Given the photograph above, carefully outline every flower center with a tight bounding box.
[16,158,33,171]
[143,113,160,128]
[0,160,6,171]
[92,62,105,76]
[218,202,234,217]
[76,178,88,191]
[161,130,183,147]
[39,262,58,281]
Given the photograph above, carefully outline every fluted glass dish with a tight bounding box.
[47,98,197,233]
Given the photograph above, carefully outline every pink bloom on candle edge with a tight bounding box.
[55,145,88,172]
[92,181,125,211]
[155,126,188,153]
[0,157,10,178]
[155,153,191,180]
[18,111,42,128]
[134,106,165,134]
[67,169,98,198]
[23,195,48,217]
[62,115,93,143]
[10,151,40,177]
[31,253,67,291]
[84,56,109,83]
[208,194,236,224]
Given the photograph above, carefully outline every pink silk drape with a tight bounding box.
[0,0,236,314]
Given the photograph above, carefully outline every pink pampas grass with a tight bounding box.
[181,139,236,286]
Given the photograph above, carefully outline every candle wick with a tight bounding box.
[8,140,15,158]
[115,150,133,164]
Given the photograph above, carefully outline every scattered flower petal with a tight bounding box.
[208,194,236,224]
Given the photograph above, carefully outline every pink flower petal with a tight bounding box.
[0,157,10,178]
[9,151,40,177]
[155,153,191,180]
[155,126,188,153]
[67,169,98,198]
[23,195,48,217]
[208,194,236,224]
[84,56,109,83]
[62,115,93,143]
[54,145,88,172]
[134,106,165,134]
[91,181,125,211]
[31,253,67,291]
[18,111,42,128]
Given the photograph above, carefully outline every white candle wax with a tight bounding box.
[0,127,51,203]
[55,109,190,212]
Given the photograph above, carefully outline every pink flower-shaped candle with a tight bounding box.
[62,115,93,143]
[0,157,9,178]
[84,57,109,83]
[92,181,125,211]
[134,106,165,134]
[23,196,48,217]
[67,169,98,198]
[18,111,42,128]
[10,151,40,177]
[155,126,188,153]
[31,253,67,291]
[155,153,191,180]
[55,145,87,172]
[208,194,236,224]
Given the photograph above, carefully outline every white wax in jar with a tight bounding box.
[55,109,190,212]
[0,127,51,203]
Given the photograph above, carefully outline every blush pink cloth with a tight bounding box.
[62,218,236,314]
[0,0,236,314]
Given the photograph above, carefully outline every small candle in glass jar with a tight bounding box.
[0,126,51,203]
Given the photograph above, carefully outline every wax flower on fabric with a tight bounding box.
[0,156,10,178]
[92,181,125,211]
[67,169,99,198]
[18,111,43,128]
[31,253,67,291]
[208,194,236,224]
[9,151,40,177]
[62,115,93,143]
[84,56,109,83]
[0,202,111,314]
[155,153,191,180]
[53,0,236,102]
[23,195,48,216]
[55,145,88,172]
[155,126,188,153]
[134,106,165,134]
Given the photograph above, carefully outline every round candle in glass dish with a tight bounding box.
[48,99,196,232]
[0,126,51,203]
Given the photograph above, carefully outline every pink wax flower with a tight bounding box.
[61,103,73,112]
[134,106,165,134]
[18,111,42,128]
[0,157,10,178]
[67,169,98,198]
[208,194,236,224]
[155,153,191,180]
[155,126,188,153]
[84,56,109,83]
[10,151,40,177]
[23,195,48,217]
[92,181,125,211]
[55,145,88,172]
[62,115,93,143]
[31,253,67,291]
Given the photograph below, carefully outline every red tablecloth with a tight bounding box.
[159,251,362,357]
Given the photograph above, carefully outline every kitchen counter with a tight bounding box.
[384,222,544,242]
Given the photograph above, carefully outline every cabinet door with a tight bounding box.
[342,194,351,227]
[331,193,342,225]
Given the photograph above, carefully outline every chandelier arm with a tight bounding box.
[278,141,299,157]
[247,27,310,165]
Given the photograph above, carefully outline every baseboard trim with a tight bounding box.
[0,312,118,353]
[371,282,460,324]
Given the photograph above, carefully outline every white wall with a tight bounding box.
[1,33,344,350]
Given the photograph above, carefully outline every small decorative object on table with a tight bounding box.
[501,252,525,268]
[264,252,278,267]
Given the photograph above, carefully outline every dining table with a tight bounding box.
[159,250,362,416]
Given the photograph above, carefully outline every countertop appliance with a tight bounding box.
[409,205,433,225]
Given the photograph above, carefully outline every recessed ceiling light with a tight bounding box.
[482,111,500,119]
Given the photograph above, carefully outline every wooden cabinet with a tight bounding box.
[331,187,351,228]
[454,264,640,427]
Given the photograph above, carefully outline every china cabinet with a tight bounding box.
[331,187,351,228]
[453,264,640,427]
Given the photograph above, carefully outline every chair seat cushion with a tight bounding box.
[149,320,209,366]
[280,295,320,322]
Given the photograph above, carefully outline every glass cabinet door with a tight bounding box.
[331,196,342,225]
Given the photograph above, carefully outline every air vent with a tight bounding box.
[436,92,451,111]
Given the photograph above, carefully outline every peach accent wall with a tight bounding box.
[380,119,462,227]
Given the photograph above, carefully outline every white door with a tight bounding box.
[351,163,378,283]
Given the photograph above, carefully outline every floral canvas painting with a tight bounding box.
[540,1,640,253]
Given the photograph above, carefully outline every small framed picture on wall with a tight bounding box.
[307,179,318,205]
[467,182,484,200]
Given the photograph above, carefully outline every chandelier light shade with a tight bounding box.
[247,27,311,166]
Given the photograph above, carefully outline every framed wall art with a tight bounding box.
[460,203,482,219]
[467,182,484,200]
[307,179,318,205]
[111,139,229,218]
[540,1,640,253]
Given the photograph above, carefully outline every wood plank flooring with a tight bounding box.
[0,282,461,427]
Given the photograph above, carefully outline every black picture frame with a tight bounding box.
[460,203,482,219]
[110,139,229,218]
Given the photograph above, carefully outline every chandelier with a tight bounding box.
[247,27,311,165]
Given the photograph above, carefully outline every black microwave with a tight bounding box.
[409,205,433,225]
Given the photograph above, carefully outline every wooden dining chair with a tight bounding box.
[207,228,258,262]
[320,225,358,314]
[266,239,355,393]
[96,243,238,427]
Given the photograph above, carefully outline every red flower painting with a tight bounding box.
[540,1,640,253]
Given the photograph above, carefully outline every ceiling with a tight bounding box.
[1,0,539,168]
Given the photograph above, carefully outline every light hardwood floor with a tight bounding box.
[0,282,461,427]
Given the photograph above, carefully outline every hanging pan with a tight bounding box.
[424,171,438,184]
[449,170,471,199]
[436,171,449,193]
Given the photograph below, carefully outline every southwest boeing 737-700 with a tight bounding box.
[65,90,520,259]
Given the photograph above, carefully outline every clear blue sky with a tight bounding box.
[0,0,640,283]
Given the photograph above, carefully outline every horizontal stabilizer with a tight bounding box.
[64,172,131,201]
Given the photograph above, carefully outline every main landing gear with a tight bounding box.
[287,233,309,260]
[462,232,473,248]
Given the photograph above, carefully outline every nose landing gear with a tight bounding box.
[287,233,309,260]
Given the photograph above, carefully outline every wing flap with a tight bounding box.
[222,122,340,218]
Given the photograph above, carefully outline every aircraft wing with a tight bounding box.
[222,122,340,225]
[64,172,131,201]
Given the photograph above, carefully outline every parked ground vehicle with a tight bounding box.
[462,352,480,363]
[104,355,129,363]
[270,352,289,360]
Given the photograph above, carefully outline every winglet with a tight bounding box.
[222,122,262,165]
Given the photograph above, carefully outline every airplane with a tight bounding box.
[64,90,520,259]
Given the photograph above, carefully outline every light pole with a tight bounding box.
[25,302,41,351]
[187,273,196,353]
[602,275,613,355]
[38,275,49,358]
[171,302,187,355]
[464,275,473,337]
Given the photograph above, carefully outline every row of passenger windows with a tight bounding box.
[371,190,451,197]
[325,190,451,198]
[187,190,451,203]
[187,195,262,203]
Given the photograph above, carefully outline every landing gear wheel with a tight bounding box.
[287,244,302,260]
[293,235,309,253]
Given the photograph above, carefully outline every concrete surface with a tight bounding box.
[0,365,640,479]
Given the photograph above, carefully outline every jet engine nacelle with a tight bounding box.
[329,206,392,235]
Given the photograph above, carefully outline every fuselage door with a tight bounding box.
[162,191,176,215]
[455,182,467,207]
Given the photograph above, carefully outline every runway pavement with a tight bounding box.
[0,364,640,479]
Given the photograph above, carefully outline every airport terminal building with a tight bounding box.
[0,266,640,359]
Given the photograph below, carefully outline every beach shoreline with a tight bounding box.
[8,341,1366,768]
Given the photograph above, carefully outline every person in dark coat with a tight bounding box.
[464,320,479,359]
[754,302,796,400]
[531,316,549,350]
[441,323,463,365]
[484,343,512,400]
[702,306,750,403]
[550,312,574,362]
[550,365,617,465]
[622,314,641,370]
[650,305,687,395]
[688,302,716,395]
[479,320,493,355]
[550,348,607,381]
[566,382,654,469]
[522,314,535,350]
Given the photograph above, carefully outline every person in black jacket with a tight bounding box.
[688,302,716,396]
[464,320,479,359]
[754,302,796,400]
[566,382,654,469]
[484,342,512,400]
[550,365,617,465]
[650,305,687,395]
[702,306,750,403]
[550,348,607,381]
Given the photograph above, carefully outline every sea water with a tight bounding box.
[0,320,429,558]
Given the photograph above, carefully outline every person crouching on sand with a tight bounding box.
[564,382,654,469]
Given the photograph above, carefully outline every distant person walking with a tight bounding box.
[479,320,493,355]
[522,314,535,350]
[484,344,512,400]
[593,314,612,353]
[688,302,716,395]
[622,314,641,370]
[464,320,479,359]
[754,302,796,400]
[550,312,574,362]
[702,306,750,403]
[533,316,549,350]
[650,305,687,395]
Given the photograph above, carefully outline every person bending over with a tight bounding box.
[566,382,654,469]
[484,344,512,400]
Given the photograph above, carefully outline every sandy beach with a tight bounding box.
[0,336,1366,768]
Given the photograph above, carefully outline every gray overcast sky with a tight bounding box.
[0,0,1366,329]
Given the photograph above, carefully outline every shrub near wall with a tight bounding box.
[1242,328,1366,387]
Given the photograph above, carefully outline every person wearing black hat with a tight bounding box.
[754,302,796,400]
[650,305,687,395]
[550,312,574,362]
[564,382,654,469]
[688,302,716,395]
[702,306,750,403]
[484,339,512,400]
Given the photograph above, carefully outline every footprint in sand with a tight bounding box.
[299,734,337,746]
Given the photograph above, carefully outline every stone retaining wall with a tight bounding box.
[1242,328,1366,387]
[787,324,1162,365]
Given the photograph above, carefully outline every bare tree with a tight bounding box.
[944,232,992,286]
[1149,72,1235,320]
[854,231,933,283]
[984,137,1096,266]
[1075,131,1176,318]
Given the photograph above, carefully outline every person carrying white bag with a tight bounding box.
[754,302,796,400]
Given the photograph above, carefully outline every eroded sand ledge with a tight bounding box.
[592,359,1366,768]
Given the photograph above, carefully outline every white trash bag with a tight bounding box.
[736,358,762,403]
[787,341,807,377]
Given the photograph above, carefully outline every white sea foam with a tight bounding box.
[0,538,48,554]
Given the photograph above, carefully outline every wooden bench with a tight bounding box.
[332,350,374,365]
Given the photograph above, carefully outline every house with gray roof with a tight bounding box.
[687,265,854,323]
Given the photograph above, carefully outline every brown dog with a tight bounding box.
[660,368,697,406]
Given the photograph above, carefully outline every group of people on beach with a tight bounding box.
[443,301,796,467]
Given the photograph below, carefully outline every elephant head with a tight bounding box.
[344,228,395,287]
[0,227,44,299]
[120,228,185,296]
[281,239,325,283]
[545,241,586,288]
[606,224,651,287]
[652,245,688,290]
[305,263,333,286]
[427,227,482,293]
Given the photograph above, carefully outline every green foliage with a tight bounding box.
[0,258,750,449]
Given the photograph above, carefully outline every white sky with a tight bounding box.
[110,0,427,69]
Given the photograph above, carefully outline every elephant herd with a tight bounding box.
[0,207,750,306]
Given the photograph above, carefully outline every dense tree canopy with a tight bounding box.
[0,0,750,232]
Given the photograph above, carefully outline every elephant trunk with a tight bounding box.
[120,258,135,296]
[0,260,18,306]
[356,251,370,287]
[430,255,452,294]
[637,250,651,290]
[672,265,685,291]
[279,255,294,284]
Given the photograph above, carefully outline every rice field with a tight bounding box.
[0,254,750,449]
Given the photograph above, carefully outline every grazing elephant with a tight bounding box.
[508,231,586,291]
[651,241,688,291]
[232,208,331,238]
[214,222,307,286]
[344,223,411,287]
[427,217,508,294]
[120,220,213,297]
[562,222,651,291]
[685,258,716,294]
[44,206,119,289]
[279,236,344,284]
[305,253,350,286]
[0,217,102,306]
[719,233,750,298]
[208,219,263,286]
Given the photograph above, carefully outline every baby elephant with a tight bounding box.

**Task to complete**
From the listing above, reproduce the lines from the one with "Given the photograph above, carefully outline every eroded" up to and including the one with "[0,0,750,232]", character for character.

**Worked answer**
Given the photograph above, carefully outline every eroded sand ledge with a tight bounding box.
[592,359,1366,768]
Given the photograph above, carefully outline every white trash bag with a tight bounding box.
[736,358,762,403]
[787,341,807,377]
Given the photograph above, carefully outline every white sea foam with a tight bounding box.
[0,538,48,554]
Given the photograph above, carefully outline every wooden bench with a tight bounding box.
[332,350,374,365]
Given the photograph above, carefully outline every house with gray roof with a tight bounding box.
[687,265,854,323]
Given the photograph above, carefully outline every brown dog with a tight bounding box.
[660,368,697,406]
Given the photograph above, carefully outline every group of people on beach with a tight bounding box.
[443,301,796,467]
Given the photograph below, carefully outline every elephant head with a tight bounding box.
[344,228,395,287]
[0,227,44,299]
[120,228,185,296]
[281,239,325,283]
[545,241,586,288]
[606,224,651,287]
[652,245,688,290]
[305,263,333,286]
[427,227,482,293]
Given the photograph above, carefully outline every green foliage with a tight bounding box.
[0,258,750,449]
Given the photograph above, carefully outline every white sky with a tight bounding box.
[110,0,427,69]
Given the photograph above, carefully outline every elephant herd with a tight bounding box.
[0,207,750,306]
Given the photograph above, carefully outline every dense tree canopy with a tight bounding box.
[0,0,750,232]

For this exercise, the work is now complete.